- **Stated task**
Extend the documentation on paging workspace objects, below, starting right after its final sentence.

Paging workspace objects¶
Workspaces can contain many objects, but the list_objects
command returns a maximum of
10,000 object_info
data structures (referred to as objects from now on) at a time. This
section of the documentation discusses how to handle the case where access to large amounts
of data is required.
If it is reasonable to expect that a list_objects
command will return no more than 10,000
objects then paging doesn’t need to be considered. For example if the command only encompasses
one workspace, only the most recent version of each object is required, and the max_objid
field in the workspace information returned by various API methods (for example
get_workspace_info
) is no more than 10,000, then a single list_objects
command can return
all the data requested. See Workspaces for more information about getting information
about workspaces and List objects for information about the list_objects
command.
There are currently two ways to page through workspace data - via object ID limits, and via reference limit.
Sort order¶
When paging via the two methods mentioned above, the objects are returned in a specific sort
order (but see the notes about ill-advised list_objects
parameters in
Paging by object ID limits):
the workspace ID, ascending
the object ID, ascending
the version, descending
This makes it easy to determine how many versions an object has the first time it is encountered in the list of returned data.
Object ID versus reference limits¶
Paging by object ID limits works well for paging through data in a single workspace where only the most recent version of each object is required. Its advantage over reference-based paging is that any range of object IDs can be accessed at any time, whereas in reference-based paging each set of objects returned depends on the reference of the last object in the prior set.
Paging by reference works well for any number of workspaces and when all object versions are required. The drawback is that data from the prior set of objects is required to get the next set.

(Records from a data collection)
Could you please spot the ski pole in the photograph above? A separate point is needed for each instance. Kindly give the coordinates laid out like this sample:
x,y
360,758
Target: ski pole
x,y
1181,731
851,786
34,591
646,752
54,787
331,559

- **Response to the exercise**
Paging by object ID limits¶
To page by object ID limits, provide the minObjectID
and maxObjectID
parameters
to limit the object IDs, and thus the number of objects, returned in the result. Both parameters
are inclusive. maxObjectID - minObjectID
should always be <= 10,000. Setting a smaller
limit
can be done by specifying object ID parameters with a smaller difference.
Note that by default, hidden and deleted objects will not be returned in the set of objects.
For this reason, it is important to specify both a minimum and maximum object ID when
incrementing the minimum object ID by a set amount - otherwise
there may be duplicated objects in subsequent list_objects
calls.
Specifying that all object versions should be included in the results is not recommended, as
the limit
may be exceeded, and any excess objects will not be returned in the set.
Several parameters should be avoided when using the list_objects
command to page
through data with object ID limits:
Any of the time stamps (
after
,before
,after_epoch
, andbefore_epoch
)savedby
meta
Depending on the parameter set and the data to be listed, including any of these parameters may slow down the data lookup substantially and may cause the data not to be sorted.
The following example shows how to page through a large workspace <= 10,000 objects at a time:
In [3]: max_id = ws.get_workspace_info({'id': 19217})[4]
In [4]: max_id
Out[4]: 606146
In [5]: for i in range(0, max_id, 10000):
...: objs = ws.list_objects({
...: 'ids': [19217],
...: 'minObjectID': i + 1,
...: 'maxObjectID': i + 10000}
...: )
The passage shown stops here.